On dénombre actuellement quelque 53 millions de travailleurs domestiques dans le monde et leur nombre s’accroît, aussi bien dans les pays développés qu’en développement, et 83 pour cent d’entre eux sont des femmes.

Pour les pays qui ont déjà adopté des réformes, le prochain grand défi consiste à mettre en place des institutions adéquates et à renforcer les capacités pour appliquer efficacement les nouvelles réglementations et politiques et mesurer les résultats obtenus.

De nombreux délégués participant à la discussion du Conseil d’administration ont fait référence au problème de l’informalité. Le travail domestique figure parmi les secteurs où la part du travail informel est la plus importante. Il représente une portion considérable de l’emploi informel total dans de nombreux pays en développement.
★ ★ ★ ★ ★
▶ [CONSIGNE]: Rédigez la suite du texte sur le travail domestique, en reprenant après sa dernière phrase.
★ ★ ★ ★ ★
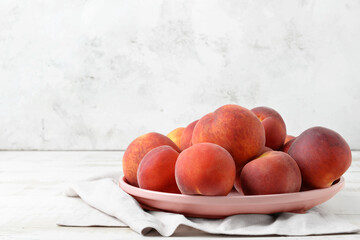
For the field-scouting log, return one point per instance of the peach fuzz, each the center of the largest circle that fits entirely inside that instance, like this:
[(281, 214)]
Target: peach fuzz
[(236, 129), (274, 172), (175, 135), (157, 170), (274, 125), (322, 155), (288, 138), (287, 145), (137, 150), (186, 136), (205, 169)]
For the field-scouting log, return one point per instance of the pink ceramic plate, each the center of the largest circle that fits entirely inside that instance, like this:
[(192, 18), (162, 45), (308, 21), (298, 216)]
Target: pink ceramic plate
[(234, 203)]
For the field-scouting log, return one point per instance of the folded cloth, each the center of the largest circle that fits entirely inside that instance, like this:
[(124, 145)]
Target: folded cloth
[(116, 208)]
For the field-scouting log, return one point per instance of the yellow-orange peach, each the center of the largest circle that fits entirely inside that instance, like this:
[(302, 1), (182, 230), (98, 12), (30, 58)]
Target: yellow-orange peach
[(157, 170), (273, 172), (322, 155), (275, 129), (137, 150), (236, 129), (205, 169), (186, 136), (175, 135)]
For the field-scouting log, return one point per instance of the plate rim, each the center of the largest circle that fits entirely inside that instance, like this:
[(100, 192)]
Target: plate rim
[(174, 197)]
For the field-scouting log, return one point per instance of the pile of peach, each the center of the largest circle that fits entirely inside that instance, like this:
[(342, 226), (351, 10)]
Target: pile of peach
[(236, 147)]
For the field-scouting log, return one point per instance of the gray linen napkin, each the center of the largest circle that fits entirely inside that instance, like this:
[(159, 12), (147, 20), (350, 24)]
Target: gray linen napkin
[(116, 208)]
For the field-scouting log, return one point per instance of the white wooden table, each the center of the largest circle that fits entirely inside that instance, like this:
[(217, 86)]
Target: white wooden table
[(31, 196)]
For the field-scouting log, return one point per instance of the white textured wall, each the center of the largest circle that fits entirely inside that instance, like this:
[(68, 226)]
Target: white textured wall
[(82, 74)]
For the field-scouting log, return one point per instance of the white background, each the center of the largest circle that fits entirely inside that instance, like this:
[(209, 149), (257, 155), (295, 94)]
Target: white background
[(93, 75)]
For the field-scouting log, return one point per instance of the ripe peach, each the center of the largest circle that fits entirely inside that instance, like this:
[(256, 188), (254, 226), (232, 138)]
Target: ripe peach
★ ★ ★ ★ ★
▶ [ZONE DE RÉPONSE]:
«Faciliter la transition des travailleurs domestiques du secteur informel vers l’économie formelle doit être un moteur essentiel de notre action», a déclaré Ronnie Goldberg des Etats-Unis, au nom du groupe des employeurs. Elle a ajouté que ces efforts devaient prendre en compte le besoin de protection des travailleurs domestiques sans pour autant détruire leurs possibilités d’emploi.

La discussion du Conseil d’administration a aussi mis en évidence le fait que les travailleurs domestiques sont très vulnérables aux formes de travail inacceptables, comme le travail des enfants, l’exposition aux abus sexuels et autres formes de violences, des conditions de travail assimilables à l’esclavage et le travail forcé. La vulnérabilité des travailleurs domestiques aux violations de leurs droits et le caractère informel des relations d’emploi dans le travail domestique cumulent leurs effets.

S’exprimant au nom du groupe des travailleurs, Helen Kelly a déclaré que la formalisation de l’emploi, les droits des travailleurs domestiques notamment la liberté syndicale et la négociation collective, et le temps de travail demeuraient de véritables défis à relever dans le domaine du travail domestique.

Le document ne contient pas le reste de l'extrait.